**Task objective:** Report how many lines in the listing below contain the string "dark". Case counts; give only the number.

**Dataset rows:**
----------

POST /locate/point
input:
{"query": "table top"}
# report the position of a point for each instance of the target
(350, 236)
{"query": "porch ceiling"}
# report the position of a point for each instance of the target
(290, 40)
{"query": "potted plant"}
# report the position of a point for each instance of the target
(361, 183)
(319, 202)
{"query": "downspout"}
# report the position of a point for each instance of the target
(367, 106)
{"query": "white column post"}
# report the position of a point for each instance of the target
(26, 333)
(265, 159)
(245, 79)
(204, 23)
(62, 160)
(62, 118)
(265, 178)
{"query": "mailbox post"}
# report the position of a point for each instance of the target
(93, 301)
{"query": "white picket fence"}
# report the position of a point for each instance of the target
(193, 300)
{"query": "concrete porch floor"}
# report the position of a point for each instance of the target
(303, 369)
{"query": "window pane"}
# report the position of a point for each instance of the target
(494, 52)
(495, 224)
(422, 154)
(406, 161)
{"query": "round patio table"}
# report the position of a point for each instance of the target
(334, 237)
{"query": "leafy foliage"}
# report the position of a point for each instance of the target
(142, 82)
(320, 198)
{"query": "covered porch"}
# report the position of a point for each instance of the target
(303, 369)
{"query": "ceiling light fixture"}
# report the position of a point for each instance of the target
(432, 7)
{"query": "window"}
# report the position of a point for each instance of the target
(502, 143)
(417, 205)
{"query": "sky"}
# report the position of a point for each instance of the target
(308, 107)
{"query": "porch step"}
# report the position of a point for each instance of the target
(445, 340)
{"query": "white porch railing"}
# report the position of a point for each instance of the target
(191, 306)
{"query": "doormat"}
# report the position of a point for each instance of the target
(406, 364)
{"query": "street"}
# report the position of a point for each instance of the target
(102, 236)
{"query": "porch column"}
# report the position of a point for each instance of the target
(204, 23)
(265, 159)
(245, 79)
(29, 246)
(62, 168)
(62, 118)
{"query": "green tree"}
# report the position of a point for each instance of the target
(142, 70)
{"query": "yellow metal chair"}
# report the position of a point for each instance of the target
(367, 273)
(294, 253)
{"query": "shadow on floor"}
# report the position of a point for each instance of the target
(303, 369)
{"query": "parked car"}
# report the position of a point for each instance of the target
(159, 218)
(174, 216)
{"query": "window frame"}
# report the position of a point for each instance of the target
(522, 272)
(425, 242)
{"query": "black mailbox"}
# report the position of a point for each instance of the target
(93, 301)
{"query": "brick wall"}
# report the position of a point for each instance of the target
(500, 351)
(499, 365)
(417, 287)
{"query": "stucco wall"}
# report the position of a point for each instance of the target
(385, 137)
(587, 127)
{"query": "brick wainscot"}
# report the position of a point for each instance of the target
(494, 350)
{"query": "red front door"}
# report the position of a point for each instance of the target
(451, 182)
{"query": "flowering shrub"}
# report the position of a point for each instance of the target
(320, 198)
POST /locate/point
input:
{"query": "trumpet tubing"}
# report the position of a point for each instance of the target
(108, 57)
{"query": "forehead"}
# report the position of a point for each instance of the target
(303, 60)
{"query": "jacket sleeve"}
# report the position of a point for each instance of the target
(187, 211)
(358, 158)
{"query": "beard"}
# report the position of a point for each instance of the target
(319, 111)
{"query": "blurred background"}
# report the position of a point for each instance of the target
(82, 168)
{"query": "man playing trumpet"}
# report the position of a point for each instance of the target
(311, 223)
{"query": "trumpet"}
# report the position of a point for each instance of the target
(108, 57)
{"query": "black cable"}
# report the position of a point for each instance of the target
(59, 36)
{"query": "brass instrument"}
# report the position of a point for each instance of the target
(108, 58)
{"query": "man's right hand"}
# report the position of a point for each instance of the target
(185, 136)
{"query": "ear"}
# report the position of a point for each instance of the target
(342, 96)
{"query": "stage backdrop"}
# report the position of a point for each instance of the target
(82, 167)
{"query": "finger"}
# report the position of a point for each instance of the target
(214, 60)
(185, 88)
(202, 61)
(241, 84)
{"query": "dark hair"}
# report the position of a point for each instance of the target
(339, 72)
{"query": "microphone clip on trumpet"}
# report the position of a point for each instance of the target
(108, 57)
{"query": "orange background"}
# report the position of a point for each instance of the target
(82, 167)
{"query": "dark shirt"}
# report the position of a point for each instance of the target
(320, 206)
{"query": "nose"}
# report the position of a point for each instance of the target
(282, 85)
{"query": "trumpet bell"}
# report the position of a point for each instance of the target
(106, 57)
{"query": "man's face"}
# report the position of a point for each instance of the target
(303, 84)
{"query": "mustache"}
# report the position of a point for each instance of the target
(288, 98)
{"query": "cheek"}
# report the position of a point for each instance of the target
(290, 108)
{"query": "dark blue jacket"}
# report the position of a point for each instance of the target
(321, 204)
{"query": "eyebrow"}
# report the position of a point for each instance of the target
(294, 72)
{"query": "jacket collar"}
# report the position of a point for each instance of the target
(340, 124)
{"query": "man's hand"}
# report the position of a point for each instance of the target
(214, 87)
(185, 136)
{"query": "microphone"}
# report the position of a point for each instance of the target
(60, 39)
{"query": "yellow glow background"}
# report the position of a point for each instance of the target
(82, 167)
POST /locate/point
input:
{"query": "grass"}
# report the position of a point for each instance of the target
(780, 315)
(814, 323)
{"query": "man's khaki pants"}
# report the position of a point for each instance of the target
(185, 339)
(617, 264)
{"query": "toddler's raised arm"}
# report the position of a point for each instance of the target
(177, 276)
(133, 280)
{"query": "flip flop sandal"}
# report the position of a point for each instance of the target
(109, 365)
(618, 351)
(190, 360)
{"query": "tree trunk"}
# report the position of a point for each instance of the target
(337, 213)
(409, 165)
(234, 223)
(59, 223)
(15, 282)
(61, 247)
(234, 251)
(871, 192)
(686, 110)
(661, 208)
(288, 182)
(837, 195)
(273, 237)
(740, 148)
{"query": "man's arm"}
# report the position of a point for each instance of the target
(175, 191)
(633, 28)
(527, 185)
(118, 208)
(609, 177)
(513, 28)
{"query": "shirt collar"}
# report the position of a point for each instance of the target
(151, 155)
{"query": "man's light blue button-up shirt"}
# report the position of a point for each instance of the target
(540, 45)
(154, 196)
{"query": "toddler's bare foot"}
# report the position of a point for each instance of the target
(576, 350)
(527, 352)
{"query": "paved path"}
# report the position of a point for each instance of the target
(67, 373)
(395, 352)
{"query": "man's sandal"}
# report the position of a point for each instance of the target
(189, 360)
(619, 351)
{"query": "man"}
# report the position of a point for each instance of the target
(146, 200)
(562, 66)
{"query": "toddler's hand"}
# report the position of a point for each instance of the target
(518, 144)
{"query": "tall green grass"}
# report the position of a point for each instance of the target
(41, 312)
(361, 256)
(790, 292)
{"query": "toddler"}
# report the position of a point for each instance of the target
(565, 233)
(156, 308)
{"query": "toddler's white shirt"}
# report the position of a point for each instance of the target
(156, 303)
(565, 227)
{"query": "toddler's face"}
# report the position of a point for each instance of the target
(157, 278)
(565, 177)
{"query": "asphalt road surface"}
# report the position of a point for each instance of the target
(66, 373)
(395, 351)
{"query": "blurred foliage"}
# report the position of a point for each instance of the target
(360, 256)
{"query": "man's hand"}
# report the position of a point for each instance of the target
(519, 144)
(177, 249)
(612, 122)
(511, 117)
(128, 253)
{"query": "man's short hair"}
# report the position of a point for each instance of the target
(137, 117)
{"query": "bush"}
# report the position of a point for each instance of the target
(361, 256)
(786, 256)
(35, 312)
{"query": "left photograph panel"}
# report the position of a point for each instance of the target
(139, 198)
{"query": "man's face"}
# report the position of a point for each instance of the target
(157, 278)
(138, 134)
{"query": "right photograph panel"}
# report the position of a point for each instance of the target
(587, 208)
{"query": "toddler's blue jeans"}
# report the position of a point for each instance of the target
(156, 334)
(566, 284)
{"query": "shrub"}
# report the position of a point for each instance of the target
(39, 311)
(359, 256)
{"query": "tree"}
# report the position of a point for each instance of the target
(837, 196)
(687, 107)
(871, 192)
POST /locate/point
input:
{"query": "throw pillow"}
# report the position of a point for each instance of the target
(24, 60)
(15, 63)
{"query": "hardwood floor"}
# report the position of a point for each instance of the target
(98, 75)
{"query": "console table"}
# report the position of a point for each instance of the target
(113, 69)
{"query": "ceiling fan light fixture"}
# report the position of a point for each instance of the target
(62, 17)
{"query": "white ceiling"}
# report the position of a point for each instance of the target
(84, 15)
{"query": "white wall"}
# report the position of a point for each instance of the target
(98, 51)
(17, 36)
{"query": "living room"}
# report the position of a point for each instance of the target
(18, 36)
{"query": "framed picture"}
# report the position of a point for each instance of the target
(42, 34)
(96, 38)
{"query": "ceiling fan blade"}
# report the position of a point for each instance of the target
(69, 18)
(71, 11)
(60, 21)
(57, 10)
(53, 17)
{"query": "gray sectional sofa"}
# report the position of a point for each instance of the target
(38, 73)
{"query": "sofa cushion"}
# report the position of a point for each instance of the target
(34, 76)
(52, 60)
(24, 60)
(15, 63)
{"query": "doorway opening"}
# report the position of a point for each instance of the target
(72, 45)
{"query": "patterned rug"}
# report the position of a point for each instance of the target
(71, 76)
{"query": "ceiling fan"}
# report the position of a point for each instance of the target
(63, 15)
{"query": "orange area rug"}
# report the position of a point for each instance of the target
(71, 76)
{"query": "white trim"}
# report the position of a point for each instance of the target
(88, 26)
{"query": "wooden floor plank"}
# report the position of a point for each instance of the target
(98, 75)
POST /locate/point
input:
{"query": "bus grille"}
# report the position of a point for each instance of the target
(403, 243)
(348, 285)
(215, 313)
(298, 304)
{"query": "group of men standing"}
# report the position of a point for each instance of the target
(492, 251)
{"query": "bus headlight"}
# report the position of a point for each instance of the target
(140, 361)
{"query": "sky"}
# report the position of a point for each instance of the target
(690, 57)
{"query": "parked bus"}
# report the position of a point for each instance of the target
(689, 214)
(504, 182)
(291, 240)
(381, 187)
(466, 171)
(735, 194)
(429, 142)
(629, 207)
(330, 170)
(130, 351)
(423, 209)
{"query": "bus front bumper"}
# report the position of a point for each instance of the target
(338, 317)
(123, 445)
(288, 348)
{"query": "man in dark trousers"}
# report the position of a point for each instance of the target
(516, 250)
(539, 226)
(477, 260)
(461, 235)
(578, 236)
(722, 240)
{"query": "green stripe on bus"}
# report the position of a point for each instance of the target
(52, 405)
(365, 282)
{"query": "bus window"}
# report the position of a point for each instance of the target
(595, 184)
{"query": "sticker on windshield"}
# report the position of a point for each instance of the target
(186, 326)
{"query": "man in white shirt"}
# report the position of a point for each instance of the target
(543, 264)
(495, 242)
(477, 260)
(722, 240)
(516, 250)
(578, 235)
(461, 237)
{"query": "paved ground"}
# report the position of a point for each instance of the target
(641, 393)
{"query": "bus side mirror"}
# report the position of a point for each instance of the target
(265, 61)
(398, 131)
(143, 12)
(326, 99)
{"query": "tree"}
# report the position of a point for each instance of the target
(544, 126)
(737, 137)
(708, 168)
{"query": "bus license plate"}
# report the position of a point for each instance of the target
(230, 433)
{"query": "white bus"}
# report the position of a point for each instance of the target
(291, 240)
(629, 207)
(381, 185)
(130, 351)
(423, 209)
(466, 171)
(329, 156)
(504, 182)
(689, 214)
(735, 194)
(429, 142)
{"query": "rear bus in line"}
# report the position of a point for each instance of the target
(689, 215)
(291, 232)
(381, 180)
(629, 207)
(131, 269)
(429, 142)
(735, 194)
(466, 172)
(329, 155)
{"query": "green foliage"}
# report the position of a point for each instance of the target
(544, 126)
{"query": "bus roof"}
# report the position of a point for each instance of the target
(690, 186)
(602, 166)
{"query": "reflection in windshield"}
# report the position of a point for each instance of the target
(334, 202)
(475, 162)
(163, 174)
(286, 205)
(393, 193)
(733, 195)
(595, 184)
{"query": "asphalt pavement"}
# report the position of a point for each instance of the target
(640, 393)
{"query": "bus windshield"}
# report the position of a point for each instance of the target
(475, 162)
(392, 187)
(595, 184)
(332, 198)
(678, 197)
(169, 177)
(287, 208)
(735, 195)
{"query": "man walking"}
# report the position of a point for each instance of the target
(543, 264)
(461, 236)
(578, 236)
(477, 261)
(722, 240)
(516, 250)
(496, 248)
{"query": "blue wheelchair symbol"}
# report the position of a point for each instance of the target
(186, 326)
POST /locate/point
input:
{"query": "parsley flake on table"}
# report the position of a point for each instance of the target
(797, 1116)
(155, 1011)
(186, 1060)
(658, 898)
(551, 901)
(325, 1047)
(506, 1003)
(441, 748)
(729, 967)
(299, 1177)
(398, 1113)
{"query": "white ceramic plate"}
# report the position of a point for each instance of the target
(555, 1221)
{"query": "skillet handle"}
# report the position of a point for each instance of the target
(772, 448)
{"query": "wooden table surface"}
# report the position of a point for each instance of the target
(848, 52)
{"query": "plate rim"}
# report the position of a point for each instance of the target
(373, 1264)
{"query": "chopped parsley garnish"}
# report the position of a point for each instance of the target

----------

**Reply:** 4